▼▼▼

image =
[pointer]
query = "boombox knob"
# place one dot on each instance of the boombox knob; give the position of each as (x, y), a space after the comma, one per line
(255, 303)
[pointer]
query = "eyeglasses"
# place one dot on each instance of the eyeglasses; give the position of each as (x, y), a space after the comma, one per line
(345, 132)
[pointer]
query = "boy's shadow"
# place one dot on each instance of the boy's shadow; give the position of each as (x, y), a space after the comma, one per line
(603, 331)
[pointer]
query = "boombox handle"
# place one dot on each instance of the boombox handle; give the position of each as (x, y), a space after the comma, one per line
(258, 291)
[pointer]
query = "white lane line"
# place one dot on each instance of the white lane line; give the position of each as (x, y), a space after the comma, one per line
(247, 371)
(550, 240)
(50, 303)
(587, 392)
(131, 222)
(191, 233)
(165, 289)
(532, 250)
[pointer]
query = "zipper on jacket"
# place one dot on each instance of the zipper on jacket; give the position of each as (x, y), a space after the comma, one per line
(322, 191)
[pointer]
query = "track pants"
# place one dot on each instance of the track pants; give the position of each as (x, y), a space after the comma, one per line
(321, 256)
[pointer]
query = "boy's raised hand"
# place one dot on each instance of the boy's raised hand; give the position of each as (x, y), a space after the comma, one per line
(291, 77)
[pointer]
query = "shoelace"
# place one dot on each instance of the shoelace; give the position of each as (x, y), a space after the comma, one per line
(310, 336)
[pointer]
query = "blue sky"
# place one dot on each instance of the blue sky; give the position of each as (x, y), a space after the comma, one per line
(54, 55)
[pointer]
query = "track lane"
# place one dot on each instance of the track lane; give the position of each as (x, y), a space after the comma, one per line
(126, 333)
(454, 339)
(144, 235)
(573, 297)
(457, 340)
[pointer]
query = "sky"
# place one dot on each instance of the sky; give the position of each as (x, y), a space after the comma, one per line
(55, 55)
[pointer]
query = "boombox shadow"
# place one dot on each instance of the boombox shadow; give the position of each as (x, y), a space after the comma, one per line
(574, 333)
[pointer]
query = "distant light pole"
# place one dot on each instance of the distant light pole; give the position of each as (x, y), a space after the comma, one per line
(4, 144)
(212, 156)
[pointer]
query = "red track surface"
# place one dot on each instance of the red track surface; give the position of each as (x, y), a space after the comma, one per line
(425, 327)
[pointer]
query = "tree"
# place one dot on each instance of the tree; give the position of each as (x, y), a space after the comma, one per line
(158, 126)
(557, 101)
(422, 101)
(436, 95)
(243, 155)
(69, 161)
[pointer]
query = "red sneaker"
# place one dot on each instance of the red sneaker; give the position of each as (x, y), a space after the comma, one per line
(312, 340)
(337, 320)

▲▲▲

▶ **Exercise aim**
Repeat the preceding lines exactly, please, every one of them.

▶ **In response**
image =
[pointer]
query = "boombox knob"
# place one dot on each instance of the boombox knob; give the position of each as (x, y), a space after the comma, one per line
(255, 303)
[pointer]
query = "eyeglasses"
# place one dot on each instance of the eyeglasses; give the position of each as (x, y), a space after the comma, one per line
(345, 132)
[pointer]
query = "boy's shadow"
# place one dot on each instance of the boy's shadow; give the position of each as (x, y), a space after the comma, one per line
(603, 331)
[pointer]
query = "boombox handle"
# place one dot on each instance of the boombox handle; give the position of each as (x, y), a space after the comma, one per line
(258, 291)
[pointer]
query = "white lane line"
# place one dot on each instance of the white lane line; give the position of each as (x, y), a space after the comma, one per line
(247, 371)
(550, 240)
(50, 303)
(587, 392)
(131, 222)
(191, 233)
(165, 289)
(532, 250)
[pointer]
query = "zipper on jacket"
# place one dot on each instance of the zipper on jacket; give the position of each as (x, y), a space after the comma, one per line
(322, 191)
[pointer]
query = "track pants"
# place one dot on each instance of the track pants; give the position of each as (x, y), a space after the comma, one per line
(321, 256)
[pointer]
query = "boy's raised hand"
# place one dot on each instance of the boy's raised hand; give the position of each as (x, y), a space after the comma, one per line
(291, 77)
[pointer]
query = "shoelace"
# place one dot on each instance of the shoelace; give the position of each as (x, y), a space after the comma, one per line
(310, 336)
[pointer]
query = "blue sky"
# place one dot on each instance of the blue sky; give the position of each as (x, y), a space after the comma, one per line
(54, 55)
[pointer]
query = "track lane"
# place one dot on each instance of the track lane; give the position of each as (x, y), a space after the comma, one per line
(126, 333)
(454, 339)
(144, 235)
(573, 297)
(457, 340)
[pointer]
query = "sky"
# place one dot on each instance of the sky; give the position of each as (x, y), a space after the comma, one per line
(55, 55)
[pointer]
query = "boombox shadow"
# place one dot on each instance of the boombox shadow; give the position of each as (x, y), a space after the comma, one per line
(574, 333)
[pointer]
query = "distant light pole"
# place one dot on each instance of the distant light pole; give the position of each as (x, y), a space after the comma, one per line
(4, 144)
(212, 156)
[pointer]
query = "red track surface"
# place one dot on each instance of the red track surface; give the position of each as (x, y), a space after the comma, one per line
(425, 327)
[pointer]
query = "tree"
# place one dot on each instance of the tree; give the position of each as (x, y), a space after the comma, one per line
(158, 126)
(557, 101)
(422, 101)
(436, 95)
(243, 155)
(69, 161)
[pointer]
query = "red sneaker"
# place one dot on each instance of the red sneaker; give the position of each as (x, y), a space after the comma, one per line
(312, 340)
(337, 320)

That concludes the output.